Goal of the exercise
Can you copy out the data exactly? Leave the images out.

┌──

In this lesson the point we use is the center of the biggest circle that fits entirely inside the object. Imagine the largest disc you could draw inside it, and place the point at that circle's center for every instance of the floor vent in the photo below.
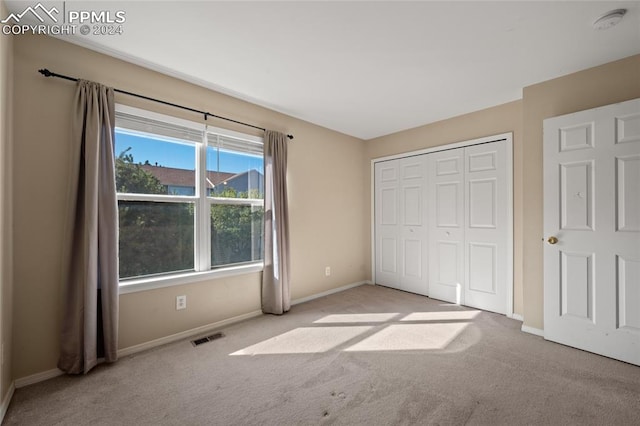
(206, 339)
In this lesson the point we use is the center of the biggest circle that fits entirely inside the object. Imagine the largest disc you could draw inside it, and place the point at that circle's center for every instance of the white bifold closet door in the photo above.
(401, 240)
(468, 226)
(441, 225)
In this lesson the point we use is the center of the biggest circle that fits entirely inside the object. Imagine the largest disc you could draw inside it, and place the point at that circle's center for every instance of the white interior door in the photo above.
(592, 230)
(413, 230)
(387, 222)
(446, 225)
(486, 232)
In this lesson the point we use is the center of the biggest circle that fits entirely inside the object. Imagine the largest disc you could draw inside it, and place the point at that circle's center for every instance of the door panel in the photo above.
(413, 232)
(576, 195)
(446, 227)
(591, 205)
(387, 223)
(486, 230)
(482, 264)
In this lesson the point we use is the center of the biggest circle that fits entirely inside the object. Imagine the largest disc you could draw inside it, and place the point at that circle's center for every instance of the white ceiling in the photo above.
(366, 68)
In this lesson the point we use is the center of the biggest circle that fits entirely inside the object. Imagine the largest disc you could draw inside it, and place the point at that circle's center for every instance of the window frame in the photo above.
(202, 210)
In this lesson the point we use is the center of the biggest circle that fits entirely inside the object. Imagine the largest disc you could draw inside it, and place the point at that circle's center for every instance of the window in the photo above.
(190, 197)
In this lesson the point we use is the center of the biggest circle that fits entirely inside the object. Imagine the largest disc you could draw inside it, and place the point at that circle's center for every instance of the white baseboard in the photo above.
(532, 330)
(6, 401)
(45, 375)
(328, 292)
(38, 377)
(186, 334)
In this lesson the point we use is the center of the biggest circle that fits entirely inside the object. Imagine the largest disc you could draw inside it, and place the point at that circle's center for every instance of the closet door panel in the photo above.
(387, 220)
(413, 243)
(446, 225)
(486, 226)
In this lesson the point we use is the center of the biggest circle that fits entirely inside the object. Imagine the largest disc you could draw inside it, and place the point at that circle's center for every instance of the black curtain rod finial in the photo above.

└──

Result
In this lesson the point we use is the center of the biggest circle that fits entirely inside the object. Imagine the largest disc you could draw inside it, and place the point at that circle's center for every instance of the floor vent in the photo below.
(206, 339)
In this lesson the point we use is the center of the biggest circle that fits entirely inside the object. Imagine the largest disc you could draw inside it, and place the point at that circle's center for every instance of the white bifold closet door in the photo above.
(401, 240)
(468, 226)
(441, 225)
In this lesson the point we use is the center of the biggest circle that fits entirely inside the object. Imagine the largest disc you could draw inside it, and place the point at that circle's center for every instance of the white interior door in the photo above.
(592, 230)
(413, 230)
(387, 222)
(446, 225)
(486, 232)
In this lesson the point we use is the center of the biggest circle that fits entirely inside the object. Imagine the largest disc you could draw inside it, and place the point at that circle's center for every instance of the door panel in the photo above.
(413, 232)
(576, 195)
(446, 227)
(591, 205)
(387, 223)
(486, 230)
(482, 264)
In this lesson the point we use is the center of the biggest circle that fits entirely inside the object. Imagine the largest disc you could draw inside it, and place the point at that circle's center for every instance of the white ceiling in the photo above.
(366, 68)
In this lesson the point we use is the center of the biggest circle that fits entirely inside the object. Imagine the largest disc you could draw inside it, and place the point at that circle's center for every instance of the window frame in the photo above.
(202, 210)
In this lesson the point we use is the center of the biggest circle that fits entirely inside the object. Imagine the largest disc you could draw inside it, and place the point at that circle's center for every instance of the window in the photo above.
(190, 197)
In this lesson the point we use is the center of the biggest circle that fits entirely inside the object. Imagine the largest disc you could draw inside it, and place the point at that circle's center for every instance of the white baseboard in the photo above.
(532, 330)
(6, 401)
(45, 375)
(328, 292)
(38, 377)
(186, 334)
In this lesson the point we use is the center of the biggest circle that fits entirely inside the object. Imagine the largest disc you could draw inside it, and place the point at that circle's center for every instance of the closet door panel in the photo above.
(387, 220)
(413, 243)
(446, 225)
(486, 226)
In this lesson the point we use is the center of the biggest circle that fits entirely inside the object. Imagine the largest disc you could draw inside it, and place the point at that circle's center for every instance of the black curtain rod finial in the photo above.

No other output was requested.